[TASK REQUIREMENTS]
Gather every line of the entries below that contains the word "background", and copy each such line in full.

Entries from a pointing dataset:
-*-*-
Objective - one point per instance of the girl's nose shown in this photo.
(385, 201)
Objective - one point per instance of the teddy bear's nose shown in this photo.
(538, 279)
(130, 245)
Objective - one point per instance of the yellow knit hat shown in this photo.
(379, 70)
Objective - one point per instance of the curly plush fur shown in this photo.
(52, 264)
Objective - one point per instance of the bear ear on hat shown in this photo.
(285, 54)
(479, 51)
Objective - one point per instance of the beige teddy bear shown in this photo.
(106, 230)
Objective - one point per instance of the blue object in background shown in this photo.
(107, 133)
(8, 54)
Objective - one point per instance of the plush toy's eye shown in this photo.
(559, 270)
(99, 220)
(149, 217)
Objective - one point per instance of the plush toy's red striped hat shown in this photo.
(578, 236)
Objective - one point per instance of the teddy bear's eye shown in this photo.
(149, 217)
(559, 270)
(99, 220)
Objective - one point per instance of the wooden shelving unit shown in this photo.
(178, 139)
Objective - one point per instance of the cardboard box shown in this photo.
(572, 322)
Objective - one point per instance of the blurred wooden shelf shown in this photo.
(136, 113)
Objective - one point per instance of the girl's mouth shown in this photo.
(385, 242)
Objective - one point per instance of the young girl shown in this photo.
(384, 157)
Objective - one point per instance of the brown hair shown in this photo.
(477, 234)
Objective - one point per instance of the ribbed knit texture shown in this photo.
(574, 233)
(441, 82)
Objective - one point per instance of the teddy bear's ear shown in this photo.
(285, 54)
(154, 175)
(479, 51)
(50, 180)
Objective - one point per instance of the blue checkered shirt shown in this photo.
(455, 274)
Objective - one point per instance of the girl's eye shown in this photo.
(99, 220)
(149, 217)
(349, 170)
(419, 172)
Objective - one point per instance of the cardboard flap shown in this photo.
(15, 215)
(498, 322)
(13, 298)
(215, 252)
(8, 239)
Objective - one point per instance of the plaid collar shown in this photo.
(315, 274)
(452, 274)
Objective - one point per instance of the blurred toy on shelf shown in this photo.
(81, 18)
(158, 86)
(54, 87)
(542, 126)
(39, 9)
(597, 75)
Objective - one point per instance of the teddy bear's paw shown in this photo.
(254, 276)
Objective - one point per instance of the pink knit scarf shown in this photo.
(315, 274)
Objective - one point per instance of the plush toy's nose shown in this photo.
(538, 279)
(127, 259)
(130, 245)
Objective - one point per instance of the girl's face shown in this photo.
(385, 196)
-*-*-
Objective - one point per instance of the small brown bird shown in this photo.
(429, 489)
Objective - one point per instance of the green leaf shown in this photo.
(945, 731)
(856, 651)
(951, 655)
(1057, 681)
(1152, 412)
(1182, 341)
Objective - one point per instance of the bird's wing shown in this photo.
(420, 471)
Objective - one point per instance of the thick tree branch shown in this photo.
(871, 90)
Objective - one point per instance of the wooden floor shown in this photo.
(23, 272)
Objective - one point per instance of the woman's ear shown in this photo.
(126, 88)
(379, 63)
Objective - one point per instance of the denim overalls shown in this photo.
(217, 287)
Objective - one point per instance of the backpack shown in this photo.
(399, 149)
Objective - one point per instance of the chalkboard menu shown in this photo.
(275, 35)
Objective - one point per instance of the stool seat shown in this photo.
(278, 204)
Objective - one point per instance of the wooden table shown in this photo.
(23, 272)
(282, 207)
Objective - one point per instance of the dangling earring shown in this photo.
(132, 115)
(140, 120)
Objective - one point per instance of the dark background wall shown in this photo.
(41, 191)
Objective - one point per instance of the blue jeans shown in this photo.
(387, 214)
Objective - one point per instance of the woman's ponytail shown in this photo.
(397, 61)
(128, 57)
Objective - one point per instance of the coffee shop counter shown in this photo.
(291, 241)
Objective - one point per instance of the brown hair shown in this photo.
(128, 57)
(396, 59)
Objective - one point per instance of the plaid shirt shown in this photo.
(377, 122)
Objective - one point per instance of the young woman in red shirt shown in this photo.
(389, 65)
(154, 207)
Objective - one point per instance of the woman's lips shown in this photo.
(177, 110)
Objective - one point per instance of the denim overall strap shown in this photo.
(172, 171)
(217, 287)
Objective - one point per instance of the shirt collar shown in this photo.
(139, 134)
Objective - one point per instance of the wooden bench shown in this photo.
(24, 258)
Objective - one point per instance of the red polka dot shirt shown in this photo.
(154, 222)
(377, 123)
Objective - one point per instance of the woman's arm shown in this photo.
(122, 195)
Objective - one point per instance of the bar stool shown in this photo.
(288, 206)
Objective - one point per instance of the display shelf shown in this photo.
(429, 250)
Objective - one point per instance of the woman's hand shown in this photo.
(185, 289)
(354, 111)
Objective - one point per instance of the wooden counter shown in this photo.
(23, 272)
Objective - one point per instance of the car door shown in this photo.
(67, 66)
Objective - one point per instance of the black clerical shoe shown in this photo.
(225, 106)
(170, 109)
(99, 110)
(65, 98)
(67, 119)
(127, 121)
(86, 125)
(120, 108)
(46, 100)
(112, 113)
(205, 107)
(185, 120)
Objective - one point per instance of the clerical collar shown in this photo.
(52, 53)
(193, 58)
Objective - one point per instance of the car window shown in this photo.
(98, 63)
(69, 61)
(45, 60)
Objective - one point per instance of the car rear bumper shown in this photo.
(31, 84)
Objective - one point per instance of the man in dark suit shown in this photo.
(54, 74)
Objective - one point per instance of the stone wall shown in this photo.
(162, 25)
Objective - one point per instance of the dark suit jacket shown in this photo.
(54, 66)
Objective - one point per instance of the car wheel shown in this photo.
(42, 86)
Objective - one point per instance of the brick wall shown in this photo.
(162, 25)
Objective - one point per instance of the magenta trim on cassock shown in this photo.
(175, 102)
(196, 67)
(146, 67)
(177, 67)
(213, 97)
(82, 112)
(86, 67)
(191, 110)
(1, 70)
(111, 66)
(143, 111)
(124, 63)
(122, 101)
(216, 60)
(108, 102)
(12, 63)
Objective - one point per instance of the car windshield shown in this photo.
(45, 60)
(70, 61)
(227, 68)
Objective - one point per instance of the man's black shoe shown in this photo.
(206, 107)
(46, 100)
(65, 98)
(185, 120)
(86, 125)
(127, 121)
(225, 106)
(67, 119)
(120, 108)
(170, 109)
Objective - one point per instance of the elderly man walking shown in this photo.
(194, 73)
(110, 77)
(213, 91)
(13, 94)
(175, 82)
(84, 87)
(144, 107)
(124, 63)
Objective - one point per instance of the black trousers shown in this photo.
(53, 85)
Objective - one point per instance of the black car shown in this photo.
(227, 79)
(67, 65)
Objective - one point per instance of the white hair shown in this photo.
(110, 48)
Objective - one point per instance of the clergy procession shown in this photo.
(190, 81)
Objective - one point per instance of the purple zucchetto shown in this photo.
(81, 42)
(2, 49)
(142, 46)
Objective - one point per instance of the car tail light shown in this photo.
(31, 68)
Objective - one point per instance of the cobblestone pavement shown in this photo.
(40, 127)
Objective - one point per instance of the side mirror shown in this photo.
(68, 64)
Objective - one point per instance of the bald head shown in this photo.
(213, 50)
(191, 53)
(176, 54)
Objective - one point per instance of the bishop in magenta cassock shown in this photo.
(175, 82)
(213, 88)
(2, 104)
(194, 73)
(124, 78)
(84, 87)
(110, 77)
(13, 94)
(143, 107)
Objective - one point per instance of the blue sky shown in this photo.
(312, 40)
-*-*-
[CORRECT RESPONSE]
Objective - one point per instance of the blue object in background shown in this photo.
Objective - one point per instance of the dark background wall shown in this photo.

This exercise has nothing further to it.